## PROBLEM STATEMENT
Starting with the line that includes "Query: snow mound", write out every remaining line of the records below exactly as it appears, leaving out any images.

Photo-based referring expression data
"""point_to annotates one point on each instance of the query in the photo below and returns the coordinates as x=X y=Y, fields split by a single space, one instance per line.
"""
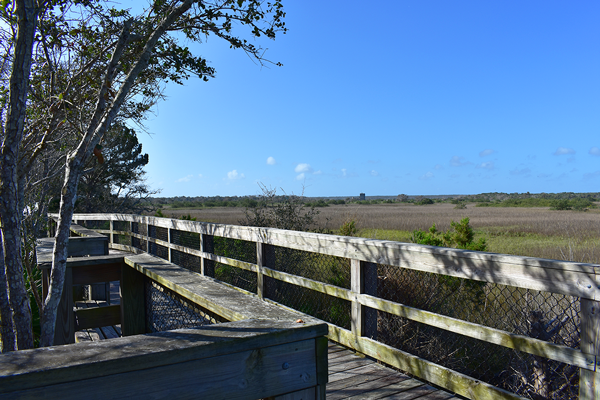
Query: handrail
x=580 y=280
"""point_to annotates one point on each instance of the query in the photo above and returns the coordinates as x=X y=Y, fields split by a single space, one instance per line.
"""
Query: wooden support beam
x=133 y=302
x=96 y=317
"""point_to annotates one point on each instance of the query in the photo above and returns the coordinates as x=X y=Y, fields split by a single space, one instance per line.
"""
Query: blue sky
x=413 y=96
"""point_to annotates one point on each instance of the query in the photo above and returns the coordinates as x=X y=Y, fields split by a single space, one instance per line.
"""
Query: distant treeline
x=558 y=201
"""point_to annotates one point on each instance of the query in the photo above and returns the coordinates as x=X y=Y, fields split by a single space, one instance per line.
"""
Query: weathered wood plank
x=242 y=375
x=97 y=273
x=360 y=390
x=507 y=339
x=491 y=335
x=357 y=376
x=421 y=368
x=548 y=275
x=231 y=304
x=64 y=330
x=394 y=389
x=589 y=380
x=85 y=362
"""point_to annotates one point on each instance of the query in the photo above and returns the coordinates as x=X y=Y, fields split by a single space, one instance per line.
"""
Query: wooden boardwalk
x=350 y=376
x=354 y=377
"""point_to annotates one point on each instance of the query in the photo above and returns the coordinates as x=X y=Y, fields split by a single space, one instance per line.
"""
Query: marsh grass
x=534 y=232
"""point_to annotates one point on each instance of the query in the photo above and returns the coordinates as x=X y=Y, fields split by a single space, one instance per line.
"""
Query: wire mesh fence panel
x=319 y=267
x=166 y=310
x=187 y=261
x=93 y=224
x=550 y=317
x=327 y=308
x=186 y=239
x=122 y=226
x=241 y=250
x=516 y=310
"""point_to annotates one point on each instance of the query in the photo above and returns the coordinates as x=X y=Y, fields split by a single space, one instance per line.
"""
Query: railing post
x=589 y=381
x=363 y=279
x=147 y=236
x=151 y=234
x=130 y=233
x=265 y=257
x=133 y=302
x=169 y=240
x=207 y=245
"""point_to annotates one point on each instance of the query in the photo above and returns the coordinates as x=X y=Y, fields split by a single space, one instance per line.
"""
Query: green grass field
x=532 y=231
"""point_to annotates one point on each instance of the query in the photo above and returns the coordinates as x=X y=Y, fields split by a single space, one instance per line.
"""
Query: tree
x=13 y=296
x=103 y=68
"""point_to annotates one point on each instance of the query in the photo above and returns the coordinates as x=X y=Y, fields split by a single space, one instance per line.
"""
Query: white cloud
x=486 y=165
x=563 y=150
x=233 y=175
x=592 y=175
x=522 y=171
x=185 y=178
x=303 y=168
x=426 y=176
x=457 y=161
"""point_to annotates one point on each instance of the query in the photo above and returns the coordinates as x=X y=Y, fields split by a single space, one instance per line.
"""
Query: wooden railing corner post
x=260 y=263
x=356 y=286
x=589 y=380
x=133 y=301
x=207 y=245
x=130 y=233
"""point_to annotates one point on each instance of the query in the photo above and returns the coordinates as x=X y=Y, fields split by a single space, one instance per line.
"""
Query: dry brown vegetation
x=534 y=232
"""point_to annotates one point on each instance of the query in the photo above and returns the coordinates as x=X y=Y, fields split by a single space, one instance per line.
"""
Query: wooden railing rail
x=579 y=280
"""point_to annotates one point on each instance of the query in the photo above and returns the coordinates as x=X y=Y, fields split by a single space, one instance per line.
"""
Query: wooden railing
x=265 y=352
x=579 y=280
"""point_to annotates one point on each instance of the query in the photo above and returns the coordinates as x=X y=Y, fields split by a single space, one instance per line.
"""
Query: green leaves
x=460 y=235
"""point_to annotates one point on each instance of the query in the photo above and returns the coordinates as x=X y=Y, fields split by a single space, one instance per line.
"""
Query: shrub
x=561 y=205
x=348 y=228
x=424 y=201
x=460 y=235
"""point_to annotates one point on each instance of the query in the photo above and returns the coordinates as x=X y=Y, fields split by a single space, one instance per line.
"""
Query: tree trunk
x=10 y=215
x=98 y=125
x=59 y=261
x=7 y=331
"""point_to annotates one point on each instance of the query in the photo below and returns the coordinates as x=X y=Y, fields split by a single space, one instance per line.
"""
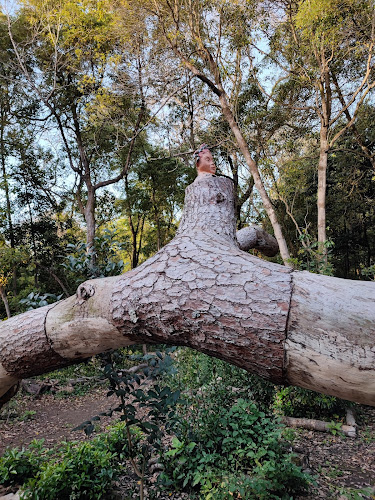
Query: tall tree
x=209 y=40
x=67 y=58
x=325 y=52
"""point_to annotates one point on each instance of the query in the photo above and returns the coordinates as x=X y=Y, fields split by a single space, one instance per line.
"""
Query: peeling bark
x=201 y=290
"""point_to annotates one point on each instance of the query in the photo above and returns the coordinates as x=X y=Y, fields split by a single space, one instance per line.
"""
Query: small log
x=350 y=418
x=317 y=425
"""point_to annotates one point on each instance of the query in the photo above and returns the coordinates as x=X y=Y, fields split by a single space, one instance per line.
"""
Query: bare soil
x=340 y=465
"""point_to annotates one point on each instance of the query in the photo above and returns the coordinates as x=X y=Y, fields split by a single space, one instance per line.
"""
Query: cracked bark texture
x=202 y=291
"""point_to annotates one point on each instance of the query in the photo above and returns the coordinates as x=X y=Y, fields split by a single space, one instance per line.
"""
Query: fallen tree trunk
x=319 y=425
x=202 y=291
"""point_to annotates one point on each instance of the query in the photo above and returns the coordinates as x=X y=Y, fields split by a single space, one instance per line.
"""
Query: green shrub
x=239 y=438
x=17 y=465
x=85 y=471
x=196 y=370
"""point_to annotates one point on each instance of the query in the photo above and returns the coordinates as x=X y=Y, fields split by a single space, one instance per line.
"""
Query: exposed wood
x=257 y=238
x=317 y=425
x=202 y=291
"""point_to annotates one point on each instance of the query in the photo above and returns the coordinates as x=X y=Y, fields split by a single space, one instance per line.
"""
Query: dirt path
x=54 y=418
x=338 y=463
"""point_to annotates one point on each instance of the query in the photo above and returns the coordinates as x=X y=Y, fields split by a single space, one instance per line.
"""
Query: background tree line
x=103 y=102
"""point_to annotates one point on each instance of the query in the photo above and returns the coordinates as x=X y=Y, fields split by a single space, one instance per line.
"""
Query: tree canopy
x=102 y=104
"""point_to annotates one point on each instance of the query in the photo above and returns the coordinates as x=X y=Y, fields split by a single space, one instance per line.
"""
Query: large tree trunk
x=202 y=291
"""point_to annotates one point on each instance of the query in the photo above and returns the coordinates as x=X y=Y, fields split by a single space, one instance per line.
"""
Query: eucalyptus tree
x=324 y=53
x=72 y=60
x=210 y=39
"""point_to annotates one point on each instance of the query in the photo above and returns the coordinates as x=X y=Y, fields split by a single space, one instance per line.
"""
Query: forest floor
x=340 y=465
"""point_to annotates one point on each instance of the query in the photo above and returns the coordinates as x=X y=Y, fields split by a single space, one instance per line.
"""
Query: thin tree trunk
x=4 y=298
x=321 y=195
x=227 y=112
x=89 y=213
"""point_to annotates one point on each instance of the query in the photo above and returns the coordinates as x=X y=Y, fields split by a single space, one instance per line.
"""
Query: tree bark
x=317 y=425
x=202 y=291
x=322 y=191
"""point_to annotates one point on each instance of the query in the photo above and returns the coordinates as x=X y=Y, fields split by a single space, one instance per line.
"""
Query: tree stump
x=201 y=290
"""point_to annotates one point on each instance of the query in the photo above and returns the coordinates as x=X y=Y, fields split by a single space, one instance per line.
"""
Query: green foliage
x=196 y=370
x=17 y=465
x=239 y=438
x=86 y=471
x=78 y=263
x=70 y=470
x=298 y=402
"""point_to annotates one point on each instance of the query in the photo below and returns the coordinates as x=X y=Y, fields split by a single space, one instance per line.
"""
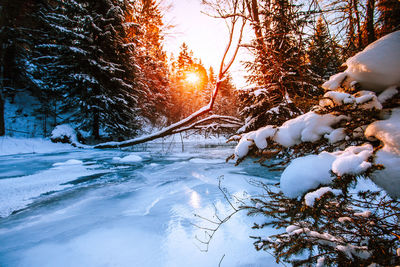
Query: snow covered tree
x=338 y=198
x=15 y=44
x=148 y=37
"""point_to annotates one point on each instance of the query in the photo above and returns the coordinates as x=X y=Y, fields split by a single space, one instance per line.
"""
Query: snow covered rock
x=310 y=197
x=375 y=68
x=64 y=133
x=388 y=132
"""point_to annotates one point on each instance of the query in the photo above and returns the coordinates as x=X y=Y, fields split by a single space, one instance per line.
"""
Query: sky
x=205 y=36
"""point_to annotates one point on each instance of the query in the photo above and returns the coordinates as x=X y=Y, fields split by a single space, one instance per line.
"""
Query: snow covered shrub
x=330 y=211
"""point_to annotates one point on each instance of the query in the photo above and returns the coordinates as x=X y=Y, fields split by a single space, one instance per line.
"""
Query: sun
x=192 y=78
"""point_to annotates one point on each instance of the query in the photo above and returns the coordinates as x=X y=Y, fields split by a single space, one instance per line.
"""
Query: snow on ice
x=309 y=127
x=14 y=145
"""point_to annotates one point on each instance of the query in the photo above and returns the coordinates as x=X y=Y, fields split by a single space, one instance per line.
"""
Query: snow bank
x=13 y=145
x=375 y=68
x=307 y=173
x=310 y=198
x=309 y=127
x=388 y=132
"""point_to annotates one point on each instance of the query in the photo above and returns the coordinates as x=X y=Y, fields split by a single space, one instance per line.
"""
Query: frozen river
x=125 y=208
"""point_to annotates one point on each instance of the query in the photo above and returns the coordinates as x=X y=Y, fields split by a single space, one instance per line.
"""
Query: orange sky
x=204 y=35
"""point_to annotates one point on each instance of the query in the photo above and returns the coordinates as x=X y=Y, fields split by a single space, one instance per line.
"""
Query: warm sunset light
x=192 y=78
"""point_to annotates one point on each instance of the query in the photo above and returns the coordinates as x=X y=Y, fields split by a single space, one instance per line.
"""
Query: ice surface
x=129 y=158
x=309 y=127
x=64 y=131
x=310 y=197
x=307 y=173
x=375 y=68
x=139 y=215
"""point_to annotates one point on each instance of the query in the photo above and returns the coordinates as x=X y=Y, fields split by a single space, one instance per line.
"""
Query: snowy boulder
x=375 y=68
x=388 y=132
x=64 y=133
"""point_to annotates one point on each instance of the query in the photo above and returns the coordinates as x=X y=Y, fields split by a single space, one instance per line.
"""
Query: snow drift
x=375 y=68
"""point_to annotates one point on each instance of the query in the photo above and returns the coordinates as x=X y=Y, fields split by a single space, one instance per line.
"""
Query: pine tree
x=322 y=56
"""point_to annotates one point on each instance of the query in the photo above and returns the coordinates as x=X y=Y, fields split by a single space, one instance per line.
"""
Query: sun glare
x=192 y=78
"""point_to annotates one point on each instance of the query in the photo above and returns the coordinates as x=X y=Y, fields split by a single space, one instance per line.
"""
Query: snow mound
x=309 y=127
x=69 y=163
x=307 y=173
x=129 y=158
x=362 y=99
x=388 y=132
x=353 y=160
x=13 y=145
x=375 y=68
x=64 y=133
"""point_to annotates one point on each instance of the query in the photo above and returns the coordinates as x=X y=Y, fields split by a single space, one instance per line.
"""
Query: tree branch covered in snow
x=337 y=201
x=174 y=128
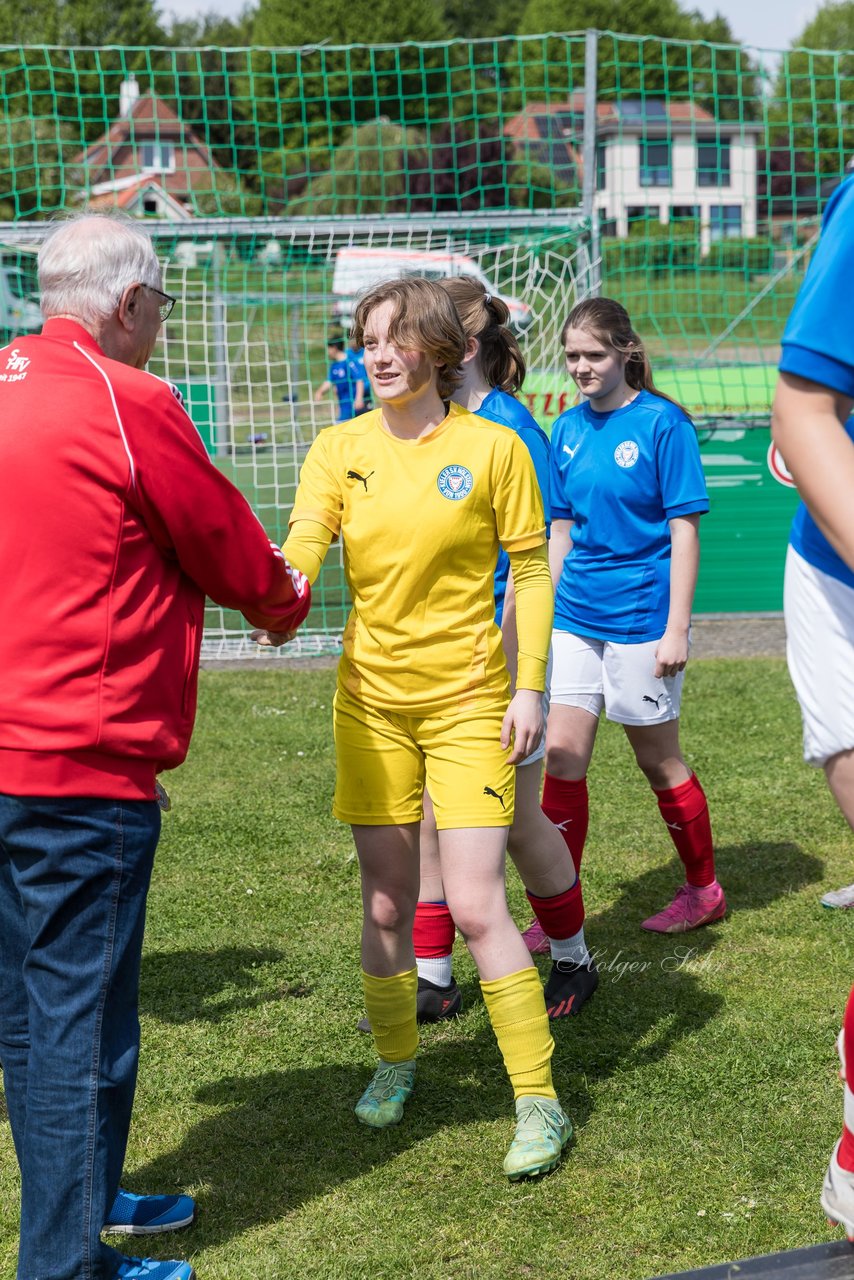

## TASK ANSWER
Query: snow mound
x=309 y=127
x=69 y=163
x=307 y=173
x=129 y=158
x=362 y=99
x=388 y=132
x=353 y=160
x=13 y=145
x=375 y=68
x=64 y=133
"""point_to annotates one point on each instance of the query in the photo above and returns the coordinates as x=X y=Y, fields split by a single space, one instance per line.
"""
Query: tree branch covered in snow
x=337 y=201
x=174 y=128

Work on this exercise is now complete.